───── Data for this task

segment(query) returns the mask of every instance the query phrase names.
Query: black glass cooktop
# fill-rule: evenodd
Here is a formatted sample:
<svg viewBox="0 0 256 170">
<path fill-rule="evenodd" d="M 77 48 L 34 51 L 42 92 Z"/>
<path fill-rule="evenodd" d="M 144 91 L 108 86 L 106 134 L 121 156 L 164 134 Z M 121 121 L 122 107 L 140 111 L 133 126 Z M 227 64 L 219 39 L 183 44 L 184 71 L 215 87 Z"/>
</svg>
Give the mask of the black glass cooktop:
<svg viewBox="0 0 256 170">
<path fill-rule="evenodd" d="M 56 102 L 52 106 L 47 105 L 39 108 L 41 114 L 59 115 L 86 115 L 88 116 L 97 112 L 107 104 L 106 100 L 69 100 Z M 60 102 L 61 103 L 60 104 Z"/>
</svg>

──────────
───── Data for this task

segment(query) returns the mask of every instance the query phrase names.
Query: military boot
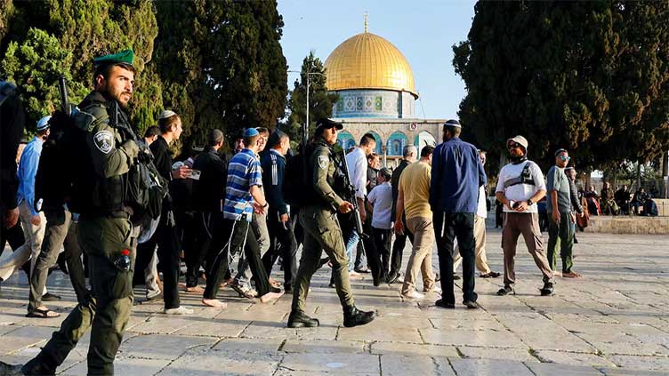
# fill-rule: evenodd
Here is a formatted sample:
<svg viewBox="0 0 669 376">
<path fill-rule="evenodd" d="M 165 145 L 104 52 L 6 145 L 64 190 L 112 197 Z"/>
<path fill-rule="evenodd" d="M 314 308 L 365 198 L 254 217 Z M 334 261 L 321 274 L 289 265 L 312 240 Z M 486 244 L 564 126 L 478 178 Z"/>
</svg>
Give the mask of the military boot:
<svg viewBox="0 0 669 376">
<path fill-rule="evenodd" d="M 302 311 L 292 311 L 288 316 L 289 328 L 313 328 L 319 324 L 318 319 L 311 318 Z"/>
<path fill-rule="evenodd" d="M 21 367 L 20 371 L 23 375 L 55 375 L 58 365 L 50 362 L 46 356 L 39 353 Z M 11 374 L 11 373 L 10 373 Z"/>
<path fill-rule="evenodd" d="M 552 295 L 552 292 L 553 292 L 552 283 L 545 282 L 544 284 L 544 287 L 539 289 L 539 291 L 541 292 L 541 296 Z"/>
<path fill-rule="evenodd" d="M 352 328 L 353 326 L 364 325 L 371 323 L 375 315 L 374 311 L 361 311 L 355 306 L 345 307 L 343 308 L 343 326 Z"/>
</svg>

──────────
───── Data for this task

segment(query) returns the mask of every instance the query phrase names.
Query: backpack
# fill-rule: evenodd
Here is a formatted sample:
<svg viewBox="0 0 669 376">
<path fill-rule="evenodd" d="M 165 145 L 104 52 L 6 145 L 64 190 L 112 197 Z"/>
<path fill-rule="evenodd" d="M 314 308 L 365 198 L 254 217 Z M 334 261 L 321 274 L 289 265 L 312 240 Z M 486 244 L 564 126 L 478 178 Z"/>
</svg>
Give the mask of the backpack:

──────────

Pick out every row above that contains the word "black", and copy each of those rows in full.

Query: black glass cooktop
Give the mask of the black glass cooktop:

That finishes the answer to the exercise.